* Job
Express the stretch of entries below, from their first line through the line containing "xmin=423 ymin=118 xmax=444 ymax=140", as a Markdown table with the columns Row and Entry line. Give each non-blank line its own row, numbered in order, and leave blank lines out.

* Record set
□ □ □ □ □ □ □

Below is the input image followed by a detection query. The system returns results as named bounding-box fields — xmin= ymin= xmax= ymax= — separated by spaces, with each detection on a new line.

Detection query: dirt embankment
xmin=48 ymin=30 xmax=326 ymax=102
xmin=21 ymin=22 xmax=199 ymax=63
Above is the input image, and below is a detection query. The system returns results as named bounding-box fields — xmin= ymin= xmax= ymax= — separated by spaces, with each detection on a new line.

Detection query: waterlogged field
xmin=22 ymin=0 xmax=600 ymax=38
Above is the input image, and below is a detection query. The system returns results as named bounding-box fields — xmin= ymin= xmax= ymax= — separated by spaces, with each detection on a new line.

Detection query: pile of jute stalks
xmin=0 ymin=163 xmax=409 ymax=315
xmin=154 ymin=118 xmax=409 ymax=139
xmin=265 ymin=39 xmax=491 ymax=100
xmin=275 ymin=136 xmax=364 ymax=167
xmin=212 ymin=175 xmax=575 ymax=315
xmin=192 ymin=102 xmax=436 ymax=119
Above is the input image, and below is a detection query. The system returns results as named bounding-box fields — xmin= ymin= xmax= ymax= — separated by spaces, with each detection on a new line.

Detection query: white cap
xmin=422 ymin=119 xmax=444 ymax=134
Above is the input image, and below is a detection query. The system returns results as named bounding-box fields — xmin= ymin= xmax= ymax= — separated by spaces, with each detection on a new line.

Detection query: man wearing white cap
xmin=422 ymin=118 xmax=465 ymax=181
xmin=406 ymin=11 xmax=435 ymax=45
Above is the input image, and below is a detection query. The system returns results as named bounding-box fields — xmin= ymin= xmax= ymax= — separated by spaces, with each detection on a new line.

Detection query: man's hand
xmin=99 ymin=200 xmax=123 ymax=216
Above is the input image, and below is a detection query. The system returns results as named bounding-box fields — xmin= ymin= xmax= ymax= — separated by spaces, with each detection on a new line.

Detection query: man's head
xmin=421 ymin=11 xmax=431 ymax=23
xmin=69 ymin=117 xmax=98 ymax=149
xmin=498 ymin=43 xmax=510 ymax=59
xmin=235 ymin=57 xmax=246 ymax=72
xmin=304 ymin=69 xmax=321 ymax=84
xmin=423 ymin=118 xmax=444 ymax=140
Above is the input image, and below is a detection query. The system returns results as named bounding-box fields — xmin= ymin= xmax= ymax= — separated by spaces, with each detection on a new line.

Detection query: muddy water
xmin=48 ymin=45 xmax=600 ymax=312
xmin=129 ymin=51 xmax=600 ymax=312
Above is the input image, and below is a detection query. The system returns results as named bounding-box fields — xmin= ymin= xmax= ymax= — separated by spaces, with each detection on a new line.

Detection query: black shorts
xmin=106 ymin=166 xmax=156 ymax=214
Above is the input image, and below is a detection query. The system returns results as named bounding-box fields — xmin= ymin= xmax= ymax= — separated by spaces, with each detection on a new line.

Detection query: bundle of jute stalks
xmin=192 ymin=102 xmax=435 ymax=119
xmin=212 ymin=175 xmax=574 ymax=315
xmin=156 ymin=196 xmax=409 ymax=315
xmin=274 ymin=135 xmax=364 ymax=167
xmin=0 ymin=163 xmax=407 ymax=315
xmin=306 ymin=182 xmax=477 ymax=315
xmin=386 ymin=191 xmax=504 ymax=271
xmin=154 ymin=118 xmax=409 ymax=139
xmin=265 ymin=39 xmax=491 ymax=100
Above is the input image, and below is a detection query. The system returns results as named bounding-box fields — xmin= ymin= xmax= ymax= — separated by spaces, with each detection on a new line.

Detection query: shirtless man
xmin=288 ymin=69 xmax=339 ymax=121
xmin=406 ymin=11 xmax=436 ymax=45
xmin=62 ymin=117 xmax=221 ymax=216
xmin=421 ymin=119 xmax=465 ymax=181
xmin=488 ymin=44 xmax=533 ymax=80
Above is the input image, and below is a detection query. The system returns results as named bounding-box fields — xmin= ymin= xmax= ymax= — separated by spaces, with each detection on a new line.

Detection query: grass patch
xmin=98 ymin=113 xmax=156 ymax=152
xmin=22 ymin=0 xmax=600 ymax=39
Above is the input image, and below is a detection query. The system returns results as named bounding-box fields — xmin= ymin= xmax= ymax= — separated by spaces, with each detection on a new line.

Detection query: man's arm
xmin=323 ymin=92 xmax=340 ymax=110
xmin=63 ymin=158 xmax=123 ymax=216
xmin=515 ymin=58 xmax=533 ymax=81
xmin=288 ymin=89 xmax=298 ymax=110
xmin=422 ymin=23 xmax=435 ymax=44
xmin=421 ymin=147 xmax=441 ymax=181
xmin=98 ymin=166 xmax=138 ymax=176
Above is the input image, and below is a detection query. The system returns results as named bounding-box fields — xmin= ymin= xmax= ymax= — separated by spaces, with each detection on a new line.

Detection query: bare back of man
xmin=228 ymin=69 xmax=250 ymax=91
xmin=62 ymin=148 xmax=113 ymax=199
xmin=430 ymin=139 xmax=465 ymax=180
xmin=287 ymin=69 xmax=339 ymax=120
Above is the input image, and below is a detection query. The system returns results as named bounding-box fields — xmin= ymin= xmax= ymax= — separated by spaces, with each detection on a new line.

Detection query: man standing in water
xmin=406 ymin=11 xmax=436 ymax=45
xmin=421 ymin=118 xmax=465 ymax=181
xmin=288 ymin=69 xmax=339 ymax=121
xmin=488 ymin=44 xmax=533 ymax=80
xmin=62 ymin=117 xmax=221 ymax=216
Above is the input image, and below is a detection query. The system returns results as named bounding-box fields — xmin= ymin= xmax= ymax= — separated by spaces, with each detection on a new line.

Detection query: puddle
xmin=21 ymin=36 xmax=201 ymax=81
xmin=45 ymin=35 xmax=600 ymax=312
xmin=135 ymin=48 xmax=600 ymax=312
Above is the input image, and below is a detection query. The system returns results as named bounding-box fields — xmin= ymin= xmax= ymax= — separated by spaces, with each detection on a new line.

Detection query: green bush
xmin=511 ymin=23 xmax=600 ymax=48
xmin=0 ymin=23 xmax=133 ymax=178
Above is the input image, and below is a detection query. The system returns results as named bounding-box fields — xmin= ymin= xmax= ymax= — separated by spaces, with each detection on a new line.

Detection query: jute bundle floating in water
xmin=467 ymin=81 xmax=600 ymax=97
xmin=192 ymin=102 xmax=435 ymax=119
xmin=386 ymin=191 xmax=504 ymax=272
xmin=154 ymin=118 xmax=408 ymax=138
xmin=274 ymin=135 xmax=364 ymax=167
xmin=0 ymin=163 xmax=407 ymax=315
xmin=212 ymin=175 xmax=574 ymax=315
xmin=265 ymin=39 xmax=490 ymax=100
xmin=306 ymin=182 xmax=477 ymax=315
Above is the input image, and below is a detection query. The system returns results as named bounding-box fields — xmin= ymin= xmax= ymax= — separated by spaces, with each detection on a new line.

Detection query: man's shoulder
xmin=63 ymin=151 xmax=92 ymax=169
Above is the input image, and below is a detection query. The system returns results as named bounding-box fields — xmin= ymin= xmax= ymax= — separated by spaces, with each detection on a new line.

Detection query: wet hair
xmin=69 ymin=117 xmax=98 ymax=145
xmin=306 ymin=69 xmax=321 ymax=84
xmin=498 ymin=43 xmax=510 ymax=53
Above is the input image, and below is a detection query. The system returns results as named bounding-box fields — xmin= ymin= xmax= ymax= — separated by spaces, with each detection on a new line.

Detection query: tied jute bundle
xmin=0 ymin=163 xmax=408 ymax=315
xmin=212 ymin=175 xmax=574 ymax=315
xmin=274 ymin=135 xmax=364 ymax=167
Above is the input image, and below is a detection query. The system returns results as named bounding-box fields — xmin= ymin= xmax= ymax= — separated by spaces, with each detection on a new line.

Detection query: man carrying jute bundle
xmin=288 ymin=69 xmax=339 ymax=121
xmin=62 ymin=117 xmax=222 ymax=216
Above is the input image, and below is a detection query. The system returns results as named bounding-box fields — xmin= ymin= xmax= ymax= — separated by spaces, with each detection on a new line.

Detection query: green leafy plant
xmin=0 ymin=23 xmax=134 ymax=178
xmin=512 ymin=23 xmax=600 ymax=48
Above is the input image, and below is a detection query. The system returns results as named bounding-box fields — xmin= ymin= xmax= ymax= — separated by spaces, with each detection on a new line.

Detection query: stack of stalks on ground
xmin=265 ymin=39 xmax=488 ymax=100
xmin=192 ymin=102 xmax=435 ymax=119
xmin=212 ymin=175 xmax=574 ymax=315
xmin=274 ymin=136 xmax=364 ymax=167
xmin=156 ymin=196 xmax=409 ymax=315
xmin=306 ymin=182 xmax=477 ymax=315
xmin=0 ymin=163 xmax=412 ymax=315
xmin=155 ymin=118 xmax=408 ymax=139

□ □ □ □ □ □ □

* Full solution
| Row | Entry line |
|---|---|
| 1 | Below is the input image followed by a detection query. The system returns results as named bounding-box fields — xmin= ymin= xmax= ymax= — separated by spaces, with each detection on a new line. |
| 2 | Detection query: dirt embankment |
| 3 | xmin=48 ymin=30 xmax=326 ymax=102 |
| 4 | xmin=21 ymin=22 xmax=199 ymax=63 |
| 5 | Above is the input image, and below is a detection query. The system returns results as named bounding-box fields — xmin= ymin= xmax= ymax= — separated by spaces, with each detection on a new line. |
| 6 | Detection query: waterlogged field |
| 7 | xmin=22 ymin=0 xmax=600 ymax=38 |
| 8 | Above is the input image, and below is a detection query. The system returns results as named bounding-box fields — xmin= ymin= xmax= ymax= — separated by spaces, with each detection on a new line. |
| 9 | Detection query: pile of jute stalks |
| 10 | xmin=0 ymin=163 xmax=409 ymax=315 |
| 11 | xmin=154 ymin=118 xmax=409 ymax=139 |
| 12 | xmin=265 ymin=39 xmax=491 ymax=100 |
| 13 | xmin=275 ymin=136 xmax=364 ymax=167 |
| 14 | xmin=212 ymin=175 xmax=575 ymax=315 |
| 15 | xmin=192 ymin=102 xmax=436 ymax=119 |
| 16 | Above is the input image, and below is a detection query. The system returns results as named bounding-box fields — xmin= ymin= xmax= ymax= — separated by spaces, with each detection on a new line. |
| 17 | Detection query: white cap |
| 18 | xmin=422 ymin=119 xmax=444 ymax=134 |
| 19 | Above is the input image, and below is a detection query. The system returns results as named bounding-box fields — xmin= ymin= xmax= ymax= — separated by spaces, with each detection on a new line. |
| 20 | Detection query: man wearing white cap |
| 21 | xmin=422 ymin=118 xmax=465 ymax=181 |
| 22 | xmin=406 ymin=11 xmax=435 ymax=45 |
| 23 | Above is the input image, and below is a detection query. The system returns results as named bounding-box fields — xmin= ymin= xmax= ymax= — separated by spaces, with each detection on a new line. |
| 24 | Detection query: man's hand |
| 25 | xmin=99 ymin=200 xmax=123 ymax=216 |
| 26 | Above is the input image, and below is a detection query. The system returns results as named bounding-box fields — xmin= ymin= xmax= ymax= — separated by spaces, with each detection on a new line. |
| 27 | Detection query: man's head |
| 28 | xmin=421 ymin=11 xmax=431 ymax=23 |
| 29 | xmin=69 ymin=117 xmax=98 ymax=149 |
| 30 | xmin=498 ymin=43 xmax=510 ymax=59 |
| 31 | xmin=235 ymin=57 xmax=246 ymax=72 |
| 32 | xmin=304 ymin=69 xmax=321 ymax=84 |
| 33 | xmin=423 ymin=118 xmax=444 ymax=140 |